## AIM
Copy out the records below, substituting "exact" for "pixel-level" at every occurrence and leaving everything else unchanged.

---- TASK MATERIAL

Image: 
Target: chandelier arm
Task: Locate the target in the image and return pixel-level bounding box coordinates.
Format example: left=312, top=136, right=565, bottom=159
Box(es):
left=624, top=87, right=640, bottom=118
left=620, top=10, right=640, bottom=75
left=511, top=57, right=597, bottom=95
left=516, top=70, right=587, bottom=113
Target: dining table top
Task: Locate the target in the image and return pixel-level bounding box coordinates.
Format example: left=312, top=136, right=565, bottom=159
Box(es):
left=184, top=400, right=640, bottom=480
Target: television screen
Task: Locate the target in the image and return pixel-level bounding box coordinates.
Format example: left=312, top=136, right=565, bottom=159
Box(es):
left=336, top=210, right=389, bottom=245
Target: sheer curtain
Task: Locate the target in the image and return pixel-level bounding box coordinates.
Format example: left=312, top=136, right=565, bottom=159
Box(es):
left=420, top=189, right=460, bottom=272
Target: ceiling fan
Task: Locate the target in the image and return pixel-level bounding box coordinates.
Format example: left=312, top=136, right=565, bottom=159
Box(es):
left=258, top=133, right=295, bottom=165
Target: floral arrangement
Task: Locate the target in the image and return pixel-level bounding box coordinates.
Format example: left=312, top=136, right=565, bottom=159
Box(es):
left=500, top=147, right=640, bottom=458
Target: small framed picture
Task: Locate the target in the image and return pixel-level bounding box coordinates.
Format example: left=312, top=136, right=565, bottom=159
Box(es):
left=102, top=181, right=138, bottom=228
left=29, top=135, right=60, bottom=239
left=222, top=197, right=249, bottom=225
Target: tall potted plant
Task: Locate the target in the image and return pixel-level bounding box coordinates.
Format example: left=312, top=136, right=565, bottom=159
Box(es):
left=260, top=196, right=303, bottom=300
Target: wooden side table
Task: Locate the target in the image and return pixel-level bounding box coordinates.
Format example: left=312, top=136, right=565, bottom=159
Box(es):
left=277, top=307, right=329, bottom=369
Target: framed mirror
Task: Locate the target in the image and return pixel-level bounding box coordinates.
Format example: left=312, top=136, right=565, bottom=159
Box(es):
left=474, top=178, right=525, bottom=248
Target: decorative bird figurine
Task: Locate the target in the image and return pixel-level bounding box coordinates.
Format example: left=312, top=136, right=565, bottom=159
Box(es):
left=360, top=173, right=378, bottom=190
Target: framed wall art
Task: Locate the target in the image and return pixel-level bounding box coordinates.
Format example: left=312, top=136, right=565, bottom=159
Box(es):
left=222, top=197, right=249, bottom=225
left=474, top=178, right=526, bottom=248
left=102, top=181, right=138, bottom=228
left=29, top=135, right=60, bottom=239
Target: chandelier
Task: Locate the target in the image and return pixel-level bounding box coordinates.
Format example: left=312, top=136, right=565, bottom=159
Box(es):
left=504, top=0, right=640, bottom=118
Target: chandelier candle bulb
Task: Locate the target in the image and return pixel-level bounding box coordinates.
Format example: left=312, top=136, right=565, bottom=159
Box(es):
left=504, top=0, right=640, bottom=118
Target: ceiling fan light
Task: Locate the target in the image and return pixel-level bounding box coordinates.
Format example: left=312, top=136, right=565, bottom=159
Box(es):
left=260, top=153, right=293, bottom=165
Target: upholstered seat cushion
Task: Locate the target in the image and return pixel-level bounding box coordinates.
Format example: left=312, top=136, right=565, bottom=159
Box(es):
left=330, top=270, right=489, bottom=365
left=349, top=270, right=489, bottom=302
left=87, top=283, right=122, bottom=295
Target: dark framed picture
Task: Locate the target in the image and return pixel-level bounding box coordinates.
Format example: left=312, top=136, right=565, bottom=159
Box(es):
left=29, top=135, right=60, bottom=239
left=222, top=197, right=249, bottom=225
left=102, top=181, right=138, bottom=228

--------

## COMPLETE ANSWER
Image: 
Target: chandelier arm
Task: Locate the target in the image and return exact bounding box coordinates.
Format example: left=312, top=136, right=565, bottom=159
Box(es):
left=624, top=87, right=640, bottom=118
left=620, top=10, right=640, bottom=75
left=511, top=57, right=597, bottom=95
left=516, top=70, right=587, bottom=113
Target: dining table top
Task: Locate the target in the image and return exact bounding box coordinates.
Format example: left=312, top=136, right=565, bottom=159
Box(es):
left=184, top=400, right=640, bottom=480
Target: television screen
Task: Locate the target in the image and return exact bounding box coordinates.
Format example: left=312, top=136, right=565, bottom=159
Box(es):
left=336, top=210, right=389, bottom=245
Target: sheer curtain
Task: Locate the target in the image and return exact bounding box coordinates.
Format example: left=312, top=136, right=565, bottom=159
Box(es):
left=420, top=189, right=460, bottom=272
Target: ceiling fan
Task: Locate the target in the image and return exact bounding box coordinates.
Format example: left=312, top=136, right=565, bottom=159
Box(es):
left=258, top=133, right=295, bottom=165
Target: floral arrangement
Task: Locate the target in the image and return exact bounding box coordinates.
Format example: left=312, top=136, right=565, bottom=159
Box(es):
left=500, top=147, right=640, bottom=458
Target: small framed picture
Task: Locate the target in the image and return exact bounding box coordinates.
Format example: left=312, top=136, right=565, bottom=159
Box(es):
left=102, top=181, right=138, bottom=228
left=29, top=135, right=60, bottom=239
left=222, top=197, right=249, bottom=225
Target: tall potted plant
Task: Locate the target in the image and return exact bounding box coordinates.
Format example: left=312, top=136, right=565, bottom=159
Box(es):
left=260, top=196, right=303, bottom=300
Target: wooden side table
Task: Locate the target in the image and return exact bounding box coordinates.
Format example: left=312, top=136, right=565, bottom=159
Box(es):
left=277, top=307, right=329, bottom=369
Target: framed mirror
Task: Locate the target in the image and return exact bounding box coordinates.
Format example: left=312, top=136, right=565, bottom=159
Box(es):
left=474, top=178, right=525, bottom=248
Target: decorative bird figurine
Task: Locate the target in the image and return exact bounding box coordinates.
Format example: left=312, top=136, right=565, bottom=159
Box(es):
left=360, top=173, right=378, bottom=190
Target: framed wall art
Task: Locate the target in the image and return exact bounding box coordinates.
Format example: left=312, top=136, right=565, bottom=159
Box(es):
left=222, top=197, right=249, bottom=225
left=474, top=178, right=526, bottom=248
left=102, top=181, right=138, bottom=228
left=29, top=135, right=60, bottom=239
Target: chandelier
Task: Locate the target in the image and return exact bounding box coordinates.
Format example: left=312, top=136, right=565, bottom=159
Box(es):
left=504, top=0, right=640, bottom=118
Target: chandelier candle bulb
Task: Locate the target in the image and return exact bounding box coordinates.
Format example: left=312, top=136, right=565, bottom=159
Box(es):
left=504, top=0, right=640, bottom=118
Target: ceiling fan light
Task: Locate the target in the image and return exact bounding box coordinates.
Format example: left=312, top=136, right=565, bottom=159
Box(es):
left=260, top=153, right=293, bottom=165
Target: upholstered seat cushion
Task: Locate the target in the image and return exact bounding box coordinates.
Format example: left=312, top=136, right=565, bottom=159
Box(es):
left=330, top=270, right=489, bottom=365
left=349, top=270, right=489, bottom=302
left=87, top=283, right=122, bottom=295
Target: dark framed picture
Task: Locate the target in the image and return exact bounding box coordinates.
Format example: left=312, top=136, right=565, bottom=159
Box(es):
left=29, top=135, right=60, bottom=239
left=222, top=197, right=249, bottom=225
left=102, top=181, right=138, bottom=228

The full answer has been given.